RECORDS FOR PROCESSING
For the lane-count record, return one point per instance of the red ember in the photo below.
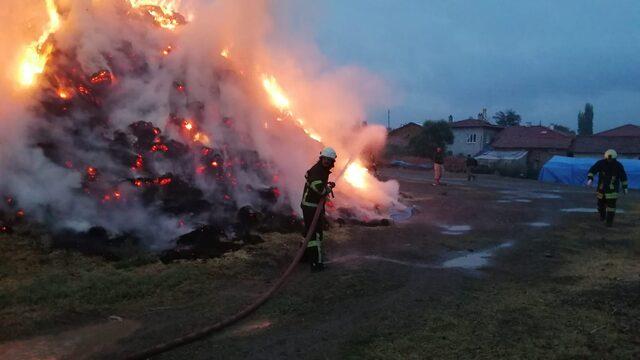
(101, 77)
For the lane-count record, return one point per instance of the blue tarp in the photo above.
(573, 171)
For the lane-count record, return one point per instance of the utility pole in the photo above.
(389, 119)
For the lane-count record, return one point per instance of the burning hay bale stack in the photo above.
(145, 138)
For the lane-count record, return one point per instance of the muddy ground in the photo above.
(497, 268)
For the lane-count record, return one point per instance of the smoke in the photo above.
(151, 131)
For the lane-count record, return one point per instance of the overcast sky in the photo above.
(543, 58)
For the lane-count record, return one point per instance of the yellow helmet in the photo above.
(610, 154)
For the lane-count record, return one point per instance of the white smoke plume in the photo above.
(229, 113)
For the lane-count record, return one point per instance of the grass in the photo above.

---

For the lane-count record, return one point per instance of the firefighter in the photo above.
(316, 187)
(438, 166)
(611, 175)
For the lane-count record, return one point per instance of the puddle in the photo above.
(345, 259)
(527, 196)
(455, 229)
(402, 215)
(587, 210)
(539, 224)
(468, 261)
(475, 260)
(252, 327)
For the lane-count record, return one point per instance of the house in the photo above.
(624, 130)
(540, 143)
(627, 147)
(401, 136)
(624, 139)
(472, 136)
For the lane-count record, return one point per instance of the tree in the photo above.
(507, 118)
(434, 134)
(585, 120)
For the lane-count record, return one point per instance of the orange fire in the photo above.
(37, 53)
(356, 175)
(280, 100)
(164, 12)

THE PROBLEM
Could you lay out the entries from the line containing "the photo below." through the line containing "grass in the photo above." as a numbered list, skipping blank lines and leaving the pictures out?

TASK OUTPUT
1. For the lane-count record, return one point per instance of the red ember in the photo below.
2. (101, 77)
3. For the lane-count record, return one point per instance of the blue tarp in the photo above.
4. (573, 171)
5. For the lane-count record, return one point per instance of the utility pole in the photo above.
6. (389, 119)
7. For the lane-count record, return one point per instance of the burning hay bale stack in the photo above.
8. (145, 138)
9. For the lane-count record, return one point per instance of the muddy ground in the photo above.
10. (497, 268)
11. For the lane-count record, return one point per instance of the smoke in the photo above.
12. (151, 131)
13. For the lane-count record, return one point per instance of the overcast sky in the photo above.
14. (543, 58)
15. For the lane-count record, return one point per instance of the yellow helmet in the photo above.
16. (610, 154)
17. For the lane-count record, return one point per instance of the white smoke plume in the photo above.
18. (229, 113)
19. For the lane-count record, return one point per instance of the grass in the photo above.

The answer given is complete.